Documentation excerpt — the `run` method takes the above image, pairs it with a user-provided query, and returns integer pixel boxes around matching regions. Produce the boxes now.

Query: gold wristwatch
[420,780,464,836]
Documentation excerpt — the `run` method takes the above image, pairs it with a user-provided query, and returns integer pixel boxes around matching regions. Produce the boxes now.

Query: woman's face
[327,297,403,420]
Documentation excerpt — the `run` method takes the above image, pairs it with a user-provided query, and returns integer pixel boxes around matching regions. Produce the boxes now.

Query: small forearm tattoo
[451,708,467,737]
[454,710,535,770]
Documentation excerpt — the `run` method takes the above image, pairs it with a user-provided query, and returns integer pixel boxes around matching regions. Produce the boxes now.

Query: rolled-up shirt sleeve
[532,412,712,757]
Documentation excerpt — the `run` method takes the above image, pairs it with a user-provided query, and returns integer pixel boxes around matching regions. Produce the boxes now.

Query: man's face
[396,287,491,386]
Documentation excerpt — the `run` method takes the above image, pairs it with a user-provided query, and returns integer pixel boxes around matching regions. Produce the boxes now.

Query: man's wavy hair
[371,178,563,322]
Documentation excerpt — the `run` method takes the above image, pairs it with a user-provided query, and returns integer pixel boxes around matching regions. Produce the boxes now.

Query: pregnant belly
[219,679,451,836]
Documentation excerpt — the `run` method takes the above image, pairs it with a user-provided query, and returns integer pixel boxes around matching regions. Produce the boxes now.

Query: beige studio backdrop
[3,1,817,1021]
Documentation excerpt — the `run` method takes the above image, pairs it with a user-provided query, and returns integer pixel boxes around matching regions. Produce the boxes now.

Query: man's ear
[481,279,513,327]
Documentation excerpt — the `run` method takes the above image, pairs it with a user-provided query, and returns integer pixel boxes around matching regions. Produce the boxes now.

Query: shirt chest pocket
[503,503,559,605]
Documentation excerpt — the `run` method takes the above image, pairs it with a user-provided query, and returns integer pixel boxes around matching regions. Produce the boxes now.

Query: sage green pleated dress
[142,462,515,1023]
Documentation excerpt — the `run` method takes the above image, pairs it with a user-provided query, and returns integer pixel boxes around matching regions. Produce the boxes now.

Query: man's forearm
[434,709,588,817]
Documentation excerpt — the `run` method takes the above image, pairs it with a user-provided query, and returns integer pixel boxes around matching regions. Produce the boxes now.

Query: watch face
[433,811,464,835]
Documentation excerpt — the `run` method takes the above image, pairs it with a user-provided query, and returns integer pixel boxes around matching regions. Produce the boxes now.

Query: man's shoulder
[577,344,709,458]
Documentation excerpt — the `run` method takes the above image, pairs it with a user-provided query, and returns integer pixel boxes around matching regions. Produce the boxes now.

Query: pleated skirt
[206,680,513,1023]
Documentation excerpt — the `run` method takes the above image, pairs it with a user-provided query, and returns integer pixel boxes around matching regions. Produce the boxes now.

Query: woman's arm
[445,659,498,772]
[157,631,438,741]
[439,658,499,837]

+ + + +

Try it =>
The entire set of records should be returned exactly.

Result of the exercise =>
Documentation excerpt — the `run` method takes the above image, pairs it with a user-provided query, and returns integer pixel boxes around matching regions. Produce the boxes now.

Query: gold wristwatch
[420,780,464,836]
Documentation excerpt — the `run` method takes the above image, pairs it with a user-provided query, and returns integer pixel boxes around matching regions. Produce the boxes now.

Query: woman's face
[327,297,403,420]
Documentation excerpt — the `run` method takes the above image, pairs it with a user-provided query, and returns integer pixel boxes around matching regions. Produce the boxes now.

Query: small forearm tattoo
[451,708,467,737]
[454,710,535,770]
Documentation excerpt — the `run` method takes the above image, pairs it with a user-provided query, and returns integer pixel boxes around matching regions. Produce the boxes now.

Query: rolled-up shirt sleeve
[532,412,712,757]
Documentation excerpt — the `run` method takes the above image, pairs it with a user-provided query, and returns integer pixel boxes around matching regions. Produce the boxes now.

Query: man's face
[396,287,491,386]
Documentation excerpt — the `run` method takes the above image, pairs it with a user-provided query, and returns integer pixel boxes around matching regions. Produce the boxes now.

Query: man's wavy hair
[371,178,563,322]
Documentation excerpt — the `run` method takes the above image, pairs it with a user-provided query, and returns integer pixel boxes around matching regions. Produce the boxes now.

Query: pregnant belly
[219,679,451,836]
Documentation excerpt — the `run` method takes the above image, pairs it with a user-provided query, and returns integer pixel boxes around matching regions. Produce the boxes now.

Query: beige studio backdrop
[3,1,817,1021]
Documentation excerpt — the `run` method takes the above image, pairs it with a user-provided query, and returns integer pixel boxes around matching regions. Produce the boxes now.

Query: man's ear
[481,279,513,327]
Documentation excerpt — the `run` method takes the above image, pairs it with a user-provided query, and returns integer pixel boxes around matching regions. Produce the boxes now.

Query: shirt chest pocket
[503,503,559,605]
Documentation excerpt — the `run` method takes the above image, pairs it with a user-provided query, and returns integer pixel boxes around matching regions. Produce the boxes now.

Query: sage green pleated dress
[142,462,515,1023]
Documentation excerpt — the `run` method takes the above image, pairs it with a user-provided query, and returns integer pixel boxes around matching regions. Produce the boxes now.

Query: man's forearm
[434,709,588,817]
Documentation excerpt — the `run` method takes the above image, pairs it with a user-provided query, and returns integer pixel boxes around matching regions. Produce the boxes now.

Query: watch face
[433,811,464,835]
Documentation excerpt — the `run` method takes the above image, pairs it with a user-provided query, and returns integer pixel boxes around matching regions. Produce the boxes now.

Query: man's shoulder
[577,344,709,458]
Documentation excerpt — the `run` method takes the above image, pairs it with a user-provided query, and returns integer pixel boxes around matching regions. Produce the boxes now.

Query: pleated skirt
[206,680,513,1023]
Documentation excerpt — the `run` method takes the above image, pairs it with a user-provided query, and returns integer pixel boxes around matching regions. Produce the boxes now.

Query: woman's arm
[445,659,498,772]
[157,631,438,741]
[439,658,499,837]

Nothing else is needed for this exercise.